Instrução 1 - Diga se cada afirmação a seguir está de acordo com o trecho sobre a sífilis, respondendo sim ou não e citando entre aspas as palavras exatas do trecho que decidem a questão. (a) A obra de 1521 sobre a sífilis foi escrita em prosa. (b) Até o século XVIII, o tratamento consagrado era feito com o paciente dentro de um barril. (c) O personagem central da narrativa é um rei.
Instrução 2 - De acordo com o trecho sobre a sífilis, desde quando a doença deixou de representar perigo à sobrevivência humana?

Trecho selecionado -

Amigos do Fingidor

quinta-feira, 20 de janeiro de 2011

Sífilis: a doença no lugar do pecado

João Bosco Botelho



Durante milhares de anos os homens utilizaram a falsa relação doença-pecado para intervir no controle social. É possível associar essa mesma concepção aos temores coletivos em torno da fealdade e da morte anunciada pela sífilis.

Desde o uso generalizado da Penicilina, após a II Guerra Mundial, essa doença não representa mais perigo à sobrevivência humana. Porém, nem sempre foi assim. A sífilis já impôs grande estigma, que significava a certeza da incapacidade física, da loucura e morte.

Foi o médico Jerônimo Frascastoro (1483-1553), nascido em Verona, na Itália, quem escreveu , em 1521, a obra que o imortalizou: “Syphilis Sive Morbus Gallicus”. Nesse livro, escrito em versos, pela primeira vez, estava clara a descrição da doença com a atual denominação e o caráter epidêmico:

Vi vários casos de uma semente má desconhecida
Traziam expostas já de algum tempo
Por toda Europa, parte da Ásia e da Líbia qual tempestade
Irrompeu no Lácio, por causa da triste guerra dos gauleses
E recebeu o nome daquela gente

Nos versos 76-80 e 113-115, mesmo com a inegável genialidade, Fracastroro sucumbiu às pressões eclesiásticas e associou claramente a sífilis à sexualidade:

Quando nas pastagens ao lar livro longamente: e então se firmaram os vícios
Oh! tu que esperas a liberdade pelo trabalho
Pouco te opões ao cuidado que a todos domina
Princípios: com esforço de memória guarda estes preceitos
Embora pouco os prazeres do amor: molestem face toda a vida

O personagem central da narrativa é um pastor tão devotado ao rei que acabou por divinizá-lo. Como castigo sofreu a fúria dos deuses, manifestada sob a forma de uma doença, até então desconhecida, que Fracastoro denominou “syphilis”.

Em decorrência do completo desconhecimento que envolvia a doença naquela época, ela era conhecida por diversos nomes: mal de Nápoles, mal alemão, mal dos cristãos, mal dos judeus e outros. É evidente que cada grupo social tratava de atribuir ao outro a responsabilidade pelo problema. O tratamento consagrado, até o século XVIII, era realizado com o paciente no interior de um barril, onde inalava o odor oriundo da cocção de mistura mercurial.

Com ou sem o pecado pré-concebido, a sífilis tem sido curada pela penicilina. Esse resultado obrigou o preconceito da doença-pecado ser redirecionado para outras enfermidades.

Ilustração: método para "tratamento" da sífilis, no século XVIII.

Dados fornecidos -
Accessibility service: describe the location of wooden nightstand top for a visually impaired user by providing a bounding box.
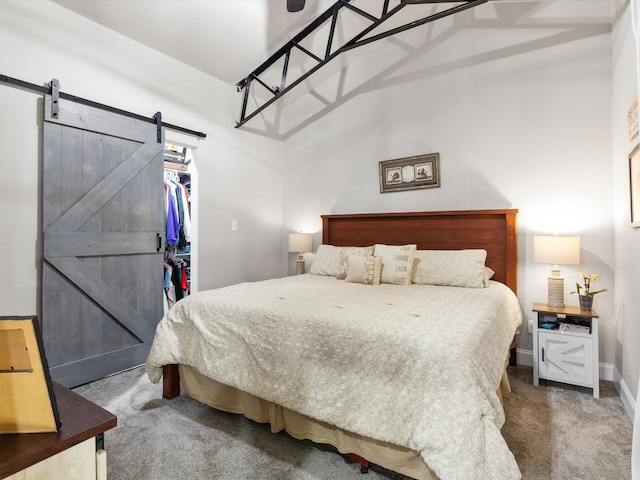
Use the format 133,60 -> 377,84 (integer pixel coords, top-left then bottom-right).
0,382 -> 118,478
533,302 -> 598,318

Resultado da tarefa 1 -
(a) Não: "Nesse livro, escrito em versos"
(b) Sim: "O tratamento consagrado, até o século XVIII, era realizado com o paciente no interior de um barril"
(c) Não: "O personagem central da narrativa é um pastor tão devotado ao rei que acabou por divinizá-lo"

Resultado da tarefa 2 - Desde o uso generalizado da penicilina, após a Segunda Guerra Mundial.